WORK INSTRUCTION: Please write out the full listing beneath this line exactly, skipping its images.

RECORDED INFORMATION:
···
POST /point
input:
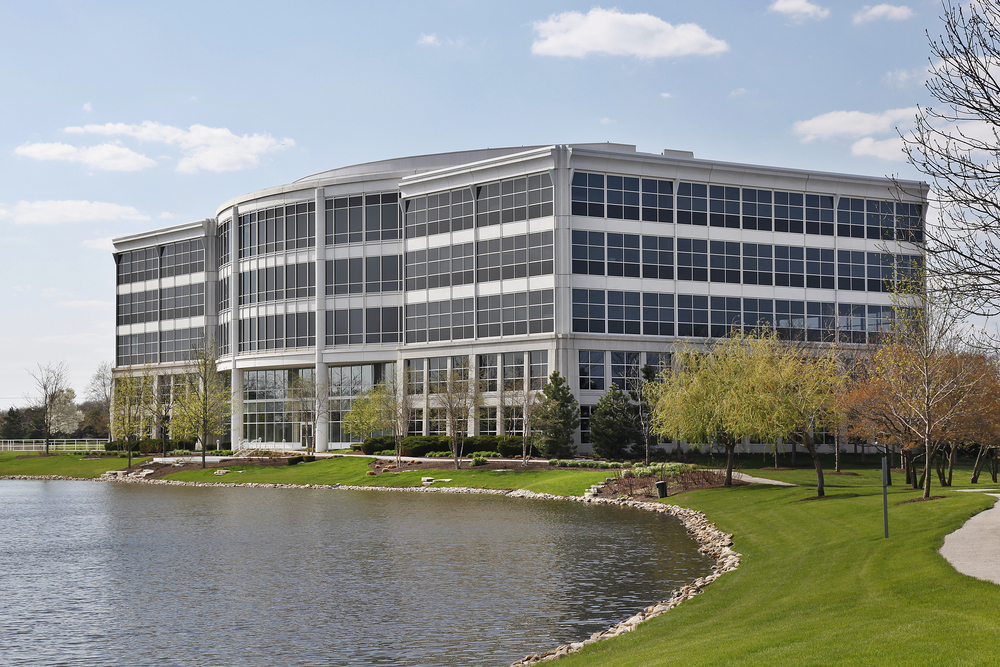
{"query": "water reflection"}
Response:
(142, 575)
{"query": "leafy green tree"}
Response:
(556, 418)
(614, 426)
(204, 405)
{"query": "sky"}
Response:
(121, 117)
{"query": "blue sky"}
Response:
(122, 117)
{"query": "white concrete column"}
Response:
(323, 422)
···
WRITTEN SOLUTION:
POST /point
input:
{"query": "water reflection"}
Response:
(142, 575)
{"query": "leafy green tree"}
Response:
(556, 418)
(614, 426)
(204, 405)
{"query": "sky"}
Response:
(121, 117)
{"query": "blue sky"}
Response:
(122, 117)
{"query": "white concrete column"}
Response:
(323, 422)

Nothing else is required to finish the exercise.